Items from a pointing dataset
------------------------------

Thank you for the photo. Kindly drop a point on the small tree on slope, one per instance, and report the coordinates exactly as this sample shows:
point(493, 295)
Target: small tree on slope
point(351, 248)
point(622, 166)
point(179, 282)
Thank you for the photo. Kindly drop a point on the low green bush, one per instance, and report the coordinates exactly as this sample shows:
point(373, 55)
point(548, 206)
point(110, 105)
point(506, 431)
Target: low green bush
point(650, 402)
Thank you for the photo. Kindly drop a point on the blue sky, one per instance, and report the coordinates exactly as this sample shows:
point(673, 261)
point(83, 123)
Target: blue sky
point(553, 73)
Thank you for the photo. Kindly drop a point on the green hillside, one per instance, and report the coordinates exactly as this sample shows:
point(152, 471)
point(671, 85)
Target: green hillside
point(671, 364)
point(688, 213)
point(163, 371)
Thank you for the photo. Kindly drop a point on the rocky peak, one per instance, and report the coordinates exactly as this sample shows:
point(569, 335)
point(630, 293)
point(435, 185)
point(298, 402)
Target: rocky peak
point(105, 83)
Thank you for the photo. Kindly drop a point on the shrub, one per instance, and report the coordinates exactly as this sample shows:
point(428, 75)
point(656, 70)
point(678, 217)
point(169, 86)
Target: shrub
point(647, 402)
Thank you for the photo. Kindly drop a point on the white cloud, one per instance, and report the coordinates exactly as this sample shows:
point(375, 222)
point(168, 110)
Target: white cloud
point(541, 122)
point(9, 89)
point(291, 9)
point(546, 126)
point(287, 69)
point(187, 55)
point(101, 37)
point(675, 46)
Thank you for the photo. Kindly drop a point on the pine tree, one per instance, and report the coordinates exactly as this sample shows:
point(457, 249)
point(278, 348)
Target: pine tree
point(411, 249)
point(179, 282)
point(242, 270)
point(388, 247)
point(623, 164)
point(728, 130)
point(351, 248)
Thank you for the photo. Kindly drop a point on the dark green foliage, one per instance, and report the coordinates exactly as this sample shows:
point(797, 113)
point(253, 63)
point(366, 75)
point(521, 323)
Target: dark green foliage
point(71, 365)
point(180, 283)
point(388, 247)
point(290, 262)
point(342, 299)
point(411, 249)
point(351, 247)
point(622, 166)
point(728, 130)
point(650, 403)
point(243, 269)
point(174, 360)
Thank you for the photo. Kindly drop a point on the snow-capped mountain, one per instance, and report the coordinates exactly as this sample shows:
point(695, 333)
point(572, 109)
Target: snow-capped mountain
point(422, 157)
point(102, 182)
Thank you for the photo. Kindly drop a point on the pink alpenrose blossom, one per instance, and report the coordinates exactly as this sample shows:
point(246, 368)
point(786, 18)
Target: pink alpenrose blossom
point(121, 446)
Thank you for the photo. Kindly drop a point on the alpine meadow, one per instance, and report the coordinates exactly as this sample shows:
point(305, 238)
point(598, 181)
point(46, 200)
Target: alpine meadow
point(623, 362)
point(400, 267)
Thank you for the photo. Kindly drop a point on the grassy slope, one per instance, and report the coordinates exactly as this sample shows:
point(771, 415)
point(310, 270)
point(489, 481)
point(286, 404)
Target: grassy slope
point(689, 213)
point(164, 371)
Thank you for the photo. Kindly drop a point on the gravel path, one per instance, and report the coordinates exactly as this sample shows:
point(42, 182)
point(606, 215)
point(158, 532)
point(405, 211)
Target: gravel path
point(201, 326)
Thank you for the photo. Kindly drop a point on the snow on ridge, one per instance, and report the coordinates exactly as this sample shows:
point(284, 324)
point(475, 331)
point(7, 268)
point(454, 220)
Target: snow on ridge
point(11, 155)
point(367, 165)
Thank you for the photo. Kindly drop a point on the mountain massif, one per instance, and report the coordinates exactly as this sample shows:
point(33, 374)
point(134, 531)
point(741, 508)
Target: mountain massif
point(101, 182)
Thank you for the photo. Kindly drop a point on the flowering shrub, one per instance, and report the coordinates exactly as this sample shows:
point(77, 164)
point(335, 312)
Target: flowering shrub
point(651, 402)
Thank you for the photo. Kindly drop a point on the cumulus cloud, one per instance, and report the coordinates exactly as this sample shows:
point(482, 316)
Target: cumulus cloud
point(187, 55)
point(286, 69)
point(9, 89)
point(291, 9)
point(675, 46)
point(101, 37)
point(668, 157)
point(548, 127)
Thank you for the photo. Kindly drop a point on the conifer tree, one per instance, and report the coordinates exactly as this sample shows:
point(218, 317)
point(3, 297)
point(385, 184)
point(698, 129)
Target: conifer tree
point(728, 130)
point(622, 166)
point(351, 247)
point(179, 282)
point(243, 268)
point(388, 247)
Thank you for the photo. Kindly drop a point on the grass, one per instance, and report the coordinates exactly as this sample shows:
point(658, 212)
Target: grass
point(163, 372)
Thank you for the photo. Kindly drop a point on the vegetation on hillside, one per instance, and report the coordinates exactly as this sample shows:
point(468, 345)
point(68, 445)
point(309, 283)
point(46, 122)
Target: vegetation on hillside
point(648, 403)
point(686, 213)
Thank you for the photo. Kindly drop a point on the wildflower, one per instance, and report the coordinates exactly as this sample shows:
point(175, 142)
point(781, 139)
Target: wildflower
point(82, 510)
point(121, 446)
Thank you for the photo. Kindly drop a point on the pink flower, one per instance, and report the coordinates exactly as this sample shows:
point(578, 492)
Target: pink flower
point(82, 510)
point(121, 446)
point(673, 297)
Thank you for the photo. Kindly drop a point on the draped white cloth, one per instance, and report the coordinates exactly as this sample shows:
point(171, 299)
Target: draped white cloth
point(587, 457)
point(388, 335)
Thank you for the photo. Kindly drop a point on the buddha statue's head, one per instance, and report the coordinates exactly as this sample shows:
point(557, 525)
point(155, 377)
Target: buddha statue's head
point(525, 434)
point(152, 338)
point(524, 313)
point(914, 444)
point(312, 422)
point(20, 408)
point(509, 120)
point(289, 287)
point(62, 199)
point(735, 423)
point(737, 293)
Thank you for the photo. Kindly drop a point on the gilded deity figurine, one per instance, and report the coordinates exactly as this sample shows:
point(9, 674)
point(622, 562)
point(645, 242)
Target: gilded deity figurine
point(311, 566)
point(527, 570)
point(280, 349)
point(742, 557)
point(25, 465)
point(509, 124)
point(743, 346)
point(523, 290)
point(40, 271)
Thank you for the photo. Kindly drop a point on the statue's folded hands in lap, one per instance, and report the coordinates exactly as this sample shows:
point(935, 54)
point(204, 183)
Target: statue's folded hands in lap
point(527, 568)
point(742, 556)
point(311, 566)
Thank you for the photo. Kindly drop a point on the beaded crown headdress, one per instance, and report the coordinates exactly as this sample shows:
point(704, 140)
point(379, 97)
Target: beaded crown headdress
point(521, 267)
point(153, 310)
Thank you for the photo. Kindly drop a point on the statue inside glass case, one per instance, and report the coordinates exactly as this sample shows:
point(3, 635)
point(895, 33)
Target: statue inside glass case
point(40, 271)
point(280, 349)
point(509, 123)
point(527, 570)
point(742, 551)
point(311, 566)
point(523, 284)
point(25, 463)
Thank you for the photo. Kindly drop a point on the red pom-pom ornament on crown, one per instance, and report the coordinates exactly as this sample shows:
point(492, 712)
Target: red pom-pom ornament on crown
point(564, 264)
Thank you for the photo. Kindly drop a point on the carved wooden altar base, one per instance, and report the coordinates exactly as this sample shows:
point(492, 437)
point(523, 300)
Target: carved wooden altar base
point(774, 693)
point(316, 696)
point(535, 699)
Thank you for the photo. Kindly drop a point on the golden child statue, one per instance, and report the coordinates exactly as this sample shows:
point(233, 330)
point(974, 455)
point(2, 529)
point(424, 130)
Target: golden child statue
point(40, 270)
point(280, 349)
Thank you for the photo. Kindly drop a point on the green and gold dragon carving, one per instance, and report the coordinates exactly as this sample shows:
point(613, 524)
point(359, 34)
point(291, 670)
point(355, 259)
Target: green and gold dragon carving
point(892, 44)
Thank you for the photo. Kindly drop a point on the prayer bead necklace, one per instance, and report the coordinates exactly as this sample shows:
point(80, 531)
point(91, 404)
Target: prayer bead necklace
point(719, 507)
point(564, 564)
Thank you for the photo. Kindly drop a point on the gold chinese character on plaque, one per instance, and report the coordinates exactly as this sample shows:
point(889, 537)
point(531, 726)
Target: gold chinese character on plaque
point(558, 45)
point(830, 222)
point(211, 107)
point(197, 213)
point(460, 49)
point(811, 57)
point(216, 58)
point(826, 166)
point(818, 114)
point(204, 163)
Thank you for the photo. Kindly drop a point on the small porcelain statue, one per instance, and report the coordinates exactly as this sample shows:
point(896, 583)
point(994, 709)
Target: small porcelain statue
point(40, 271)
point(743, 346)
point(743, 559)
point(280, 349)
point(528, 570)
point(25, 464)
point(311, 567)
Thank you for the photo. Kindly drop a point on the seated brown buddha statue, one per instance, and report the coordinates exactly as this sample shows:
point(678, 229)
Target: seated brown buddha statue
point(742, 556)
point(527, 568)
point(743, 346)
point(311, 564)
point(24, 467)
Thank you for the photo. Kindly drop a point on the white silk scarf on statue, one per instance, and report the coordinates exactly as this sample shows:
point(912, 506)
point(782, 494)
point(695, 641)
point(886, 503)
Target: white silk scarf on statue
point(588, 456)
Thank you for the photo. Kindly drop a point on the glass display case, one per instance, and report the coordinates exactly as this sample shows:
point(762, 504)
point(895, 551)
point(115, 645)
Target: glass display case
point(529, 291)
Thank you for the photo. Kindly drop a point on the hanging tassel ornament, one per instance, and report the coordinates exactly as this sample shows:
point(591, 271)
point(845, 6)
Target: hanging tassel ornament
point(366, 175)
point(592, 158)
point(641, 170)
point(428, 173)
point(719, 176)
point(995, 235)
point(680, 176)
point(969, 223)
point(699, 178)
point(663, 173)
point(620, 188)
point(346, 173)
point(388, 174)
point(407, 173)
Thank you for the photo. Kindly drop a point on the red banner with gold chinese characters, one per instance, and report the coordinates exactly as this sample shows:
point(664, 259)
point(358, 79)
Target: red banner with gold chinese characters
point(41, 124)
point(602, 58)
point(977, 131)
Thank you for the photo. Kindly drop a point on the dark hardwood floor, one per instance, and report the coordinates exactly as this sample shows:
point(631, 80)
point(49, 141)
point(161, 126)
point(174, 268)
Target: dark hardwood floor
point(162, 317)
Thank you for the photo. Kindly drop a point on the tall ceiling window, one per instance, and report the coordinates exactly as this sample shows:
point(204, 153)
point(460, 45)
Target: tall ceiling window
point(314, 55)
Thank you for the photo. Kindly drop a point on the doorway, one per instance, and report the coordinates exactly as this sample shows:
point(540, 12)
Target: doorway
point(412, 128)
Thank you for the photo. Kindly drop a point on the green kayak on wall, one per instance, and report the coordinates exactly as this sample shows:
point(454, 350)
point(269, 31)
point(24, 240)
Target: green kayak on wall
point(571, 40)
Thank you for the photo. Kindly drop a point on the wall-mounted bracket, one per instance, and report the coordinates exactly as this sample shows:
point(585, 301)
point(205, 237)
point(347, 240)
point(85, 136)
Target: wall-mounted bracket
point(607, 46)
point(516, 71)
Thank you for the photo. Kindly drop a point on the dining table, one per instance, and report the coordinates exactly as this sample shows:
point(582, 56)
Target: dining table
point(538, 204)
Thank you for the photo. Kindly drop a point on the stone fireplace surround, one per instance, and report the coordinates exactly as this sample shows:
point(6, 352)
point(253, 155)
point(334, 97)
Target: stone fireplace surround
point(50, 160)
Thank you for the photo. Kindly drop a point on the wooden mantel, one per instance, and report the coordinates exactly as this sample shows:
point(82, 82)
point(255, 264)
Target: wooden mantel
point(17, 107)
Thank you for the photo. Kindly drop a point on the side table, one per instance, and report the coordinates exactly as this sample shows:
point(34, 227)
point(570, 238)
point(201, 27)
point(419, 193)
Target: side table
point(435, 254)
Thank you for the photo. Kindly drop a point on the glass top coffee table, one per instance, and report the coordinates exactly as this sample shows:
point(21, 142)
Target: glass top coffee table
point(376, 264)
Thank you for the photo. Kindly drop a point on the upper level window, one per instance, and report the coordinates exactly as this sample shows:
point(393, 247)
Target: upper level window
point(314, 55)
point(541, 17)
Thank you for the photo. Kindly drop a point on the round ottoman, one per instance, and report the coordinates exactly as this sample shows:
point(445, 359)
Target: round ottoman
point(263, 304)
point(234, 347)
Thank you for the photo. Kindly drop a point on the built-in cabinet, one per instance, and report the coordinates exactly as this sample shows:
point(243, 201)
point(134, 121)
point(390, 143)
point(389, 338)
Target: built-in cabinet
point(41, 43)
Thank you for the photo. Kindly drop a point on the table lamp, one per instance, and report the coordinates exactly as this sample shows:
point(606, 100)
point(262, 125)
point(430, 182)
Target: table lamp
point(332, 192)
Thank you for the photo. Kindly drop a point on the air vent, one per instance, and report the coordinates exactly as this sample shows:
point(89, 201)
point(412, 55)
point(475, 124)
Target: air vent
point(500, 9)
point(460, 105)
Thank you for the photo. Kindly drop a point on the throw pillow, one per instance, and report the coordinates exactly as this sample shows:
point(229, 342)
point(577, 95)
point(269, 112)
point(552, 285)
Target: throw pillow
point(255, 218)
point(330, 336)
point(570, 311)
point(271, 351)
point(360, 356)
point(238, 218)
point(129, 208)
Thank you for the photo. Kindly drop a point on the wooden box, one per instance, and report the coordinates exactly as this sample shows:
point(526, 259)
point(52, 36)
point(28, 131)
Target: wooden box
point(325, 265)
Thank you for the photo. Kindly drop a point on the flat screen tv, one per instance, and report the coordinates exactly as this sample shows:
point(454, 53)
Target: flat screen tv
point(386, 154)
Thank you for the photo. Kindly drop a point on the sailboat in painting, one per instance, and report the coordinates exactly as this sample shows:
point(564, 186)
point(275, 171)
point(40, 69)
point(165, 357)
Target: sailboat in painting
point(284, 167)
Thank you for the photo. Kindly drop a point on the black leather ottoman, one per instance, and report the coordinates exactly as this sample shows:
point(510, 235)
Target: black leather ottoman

------------------------------

● The request
Retype the stretch from the line containing "wooden mantel, one" through the line containing "point(17, 107)", keeping every character as it appears.

● The result
Thank you for the photo. Kindly drop a point on the wooden mantel, one per instance, and report the coordinates exactly as this sample shows:
point(82, 82)
point(255, 264)
Target: wooden mantel
point(17, 107)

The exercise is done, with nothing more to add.